▶ [Task goal]
Filter the records below, copying out every line that contains the string "tent". Matching is case-sensitive.

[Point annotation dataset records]

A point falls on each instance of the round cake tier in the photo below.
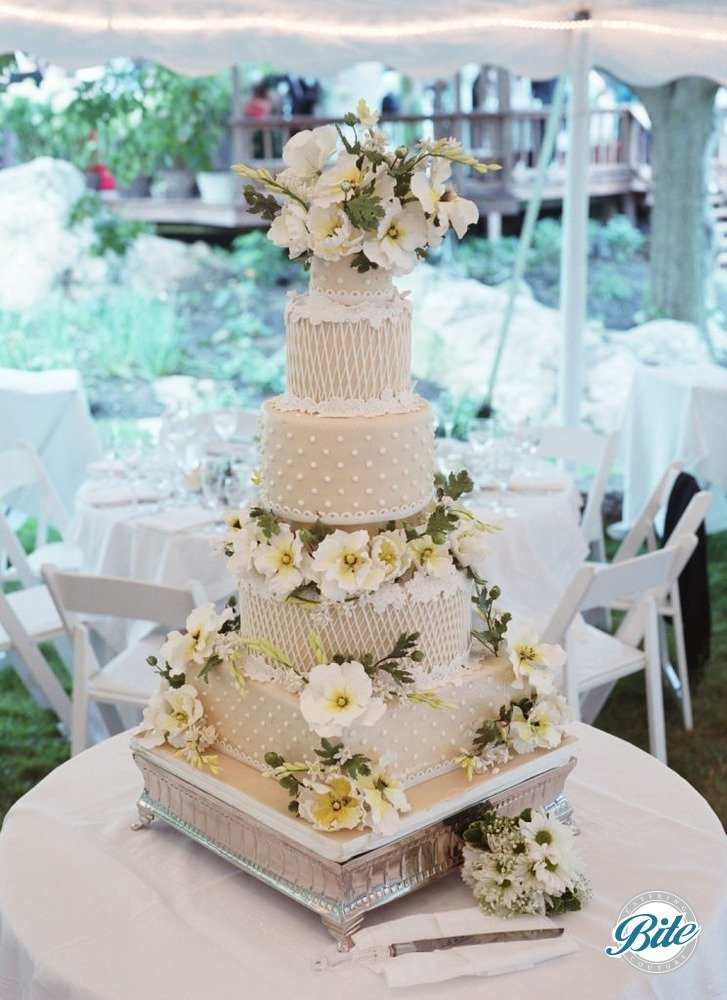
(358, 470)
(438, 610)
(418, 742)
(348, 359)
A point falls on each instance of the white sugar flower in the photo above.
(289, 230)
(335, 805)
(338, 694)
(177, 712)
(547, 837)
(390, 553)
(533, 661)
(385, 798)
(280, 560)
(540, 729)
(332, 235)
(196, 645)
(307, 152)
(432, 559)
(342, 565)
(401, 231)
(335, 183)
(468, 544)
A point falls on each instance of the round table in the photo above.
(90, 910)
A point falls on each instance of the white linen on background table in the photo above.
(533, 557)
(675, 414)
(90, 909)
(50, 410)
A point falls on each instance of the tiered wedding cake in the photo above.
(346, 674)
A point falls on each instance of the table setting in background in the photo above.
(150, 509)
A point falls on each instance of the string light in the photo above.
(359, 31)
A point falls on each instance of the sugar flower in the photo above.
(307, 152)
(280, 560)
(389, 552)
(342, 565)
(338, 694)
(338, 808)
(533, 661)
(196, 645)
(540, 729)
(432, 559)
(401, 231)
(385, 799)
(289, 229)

...

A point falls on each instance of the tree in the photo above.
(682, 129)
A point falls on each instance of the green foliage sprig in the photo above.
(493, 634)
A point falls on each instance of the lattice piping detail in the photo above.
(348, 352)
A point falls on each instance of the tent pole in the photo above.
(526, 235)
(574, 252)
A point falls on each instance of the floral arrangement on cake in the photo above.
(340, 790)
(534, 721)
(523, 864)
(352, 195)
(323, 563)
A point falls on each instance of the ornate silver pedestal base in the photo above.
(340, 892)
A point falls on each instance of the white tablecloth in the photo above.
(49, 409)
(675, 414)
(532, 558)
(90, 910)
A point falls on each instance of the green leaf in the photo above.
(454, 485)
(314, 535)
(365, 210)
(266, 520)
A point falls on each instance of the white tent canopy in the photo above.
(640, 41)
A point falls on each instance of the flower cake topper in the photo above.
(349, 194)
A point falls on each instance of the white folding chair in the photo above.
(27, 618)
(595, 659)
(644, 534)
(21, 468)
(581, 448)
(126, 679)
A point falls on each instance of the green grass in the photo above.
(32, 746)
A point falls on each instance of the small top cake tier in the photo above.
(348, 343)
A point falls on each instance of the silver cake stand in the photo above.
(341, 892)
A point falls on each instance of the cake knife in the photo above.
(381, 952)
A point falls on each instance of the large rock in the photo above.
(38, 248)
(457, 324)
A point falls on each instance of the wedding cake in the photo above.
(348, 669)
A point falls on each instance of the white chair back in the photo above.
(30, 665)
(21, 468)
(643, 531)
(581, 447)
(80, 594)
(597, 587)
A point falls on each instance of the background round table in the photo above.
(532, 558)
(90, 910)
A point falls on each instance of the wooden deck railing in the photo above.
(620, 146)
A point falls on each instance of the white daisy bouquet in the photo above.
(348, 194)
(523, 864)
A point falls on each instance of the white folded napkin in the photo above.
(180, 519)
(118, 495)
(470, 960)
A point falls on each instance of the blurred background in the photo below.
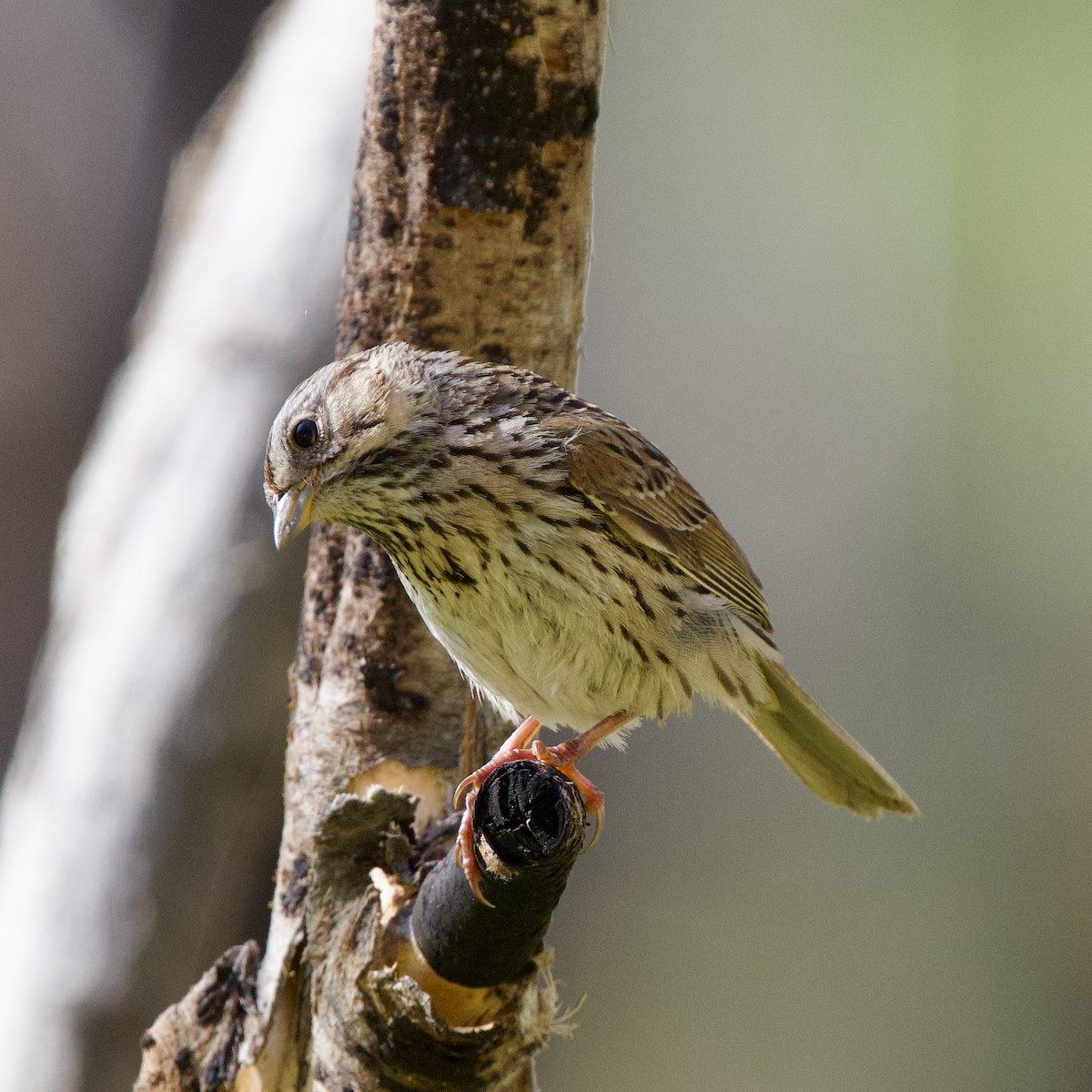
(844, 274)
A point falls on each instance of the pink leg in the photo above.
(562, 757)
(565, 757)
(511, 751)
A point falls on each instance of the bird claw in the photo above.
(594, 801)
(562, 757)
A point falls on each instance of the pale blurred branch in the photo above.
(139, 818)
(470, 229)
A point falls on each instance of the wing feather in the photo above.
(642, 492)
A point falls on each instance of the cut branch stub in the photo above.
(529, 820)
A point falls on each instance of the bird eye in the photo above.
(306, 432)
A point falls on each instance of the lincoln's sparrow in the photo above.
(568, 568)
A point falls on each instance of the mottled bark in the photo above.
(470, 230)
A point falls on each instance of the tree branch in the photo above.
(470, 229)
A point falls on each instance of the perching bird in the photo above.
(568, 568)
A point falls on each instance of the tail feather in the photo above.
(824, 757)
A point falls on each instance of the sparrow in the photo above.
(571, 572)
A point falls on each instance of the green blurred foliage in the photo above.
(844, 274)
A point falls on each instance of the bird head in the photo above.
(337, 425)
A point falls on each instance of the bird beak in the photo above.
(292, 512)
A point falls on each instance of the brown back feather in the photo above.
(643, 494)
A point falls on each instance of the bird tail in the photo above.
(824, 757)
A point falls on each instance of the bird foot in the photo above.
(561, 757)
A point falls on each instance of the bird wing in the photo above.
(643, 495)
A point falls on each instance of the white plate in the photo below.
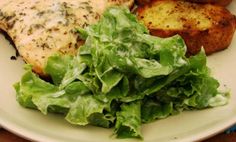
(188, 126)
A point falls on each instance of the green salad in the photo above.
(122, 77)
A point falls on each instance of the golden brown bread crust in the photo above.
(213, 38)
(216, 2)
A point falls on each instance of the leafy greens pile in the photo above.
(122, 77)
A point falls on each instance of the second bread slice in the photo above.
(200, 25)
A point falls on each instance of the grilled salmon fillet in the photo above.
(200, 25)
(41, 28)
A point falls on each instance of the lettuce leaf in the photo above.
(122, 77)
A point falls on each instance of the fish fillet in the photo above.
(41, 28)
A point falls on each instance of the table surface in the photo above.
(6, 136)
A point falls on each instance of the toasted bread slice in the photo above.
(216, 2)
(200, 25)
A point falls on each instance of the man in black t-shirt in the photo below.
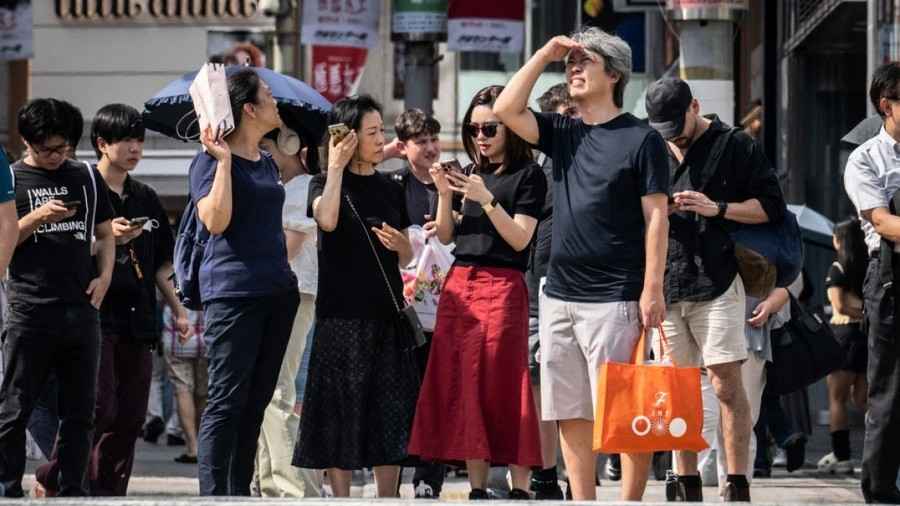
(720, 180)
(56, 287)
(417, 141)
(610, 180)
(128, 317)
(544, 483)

▶ [Output below]
A point falls on each instance of the tent pole in the photo above.
A point falls on each instance of the white tent canopy in the photo above.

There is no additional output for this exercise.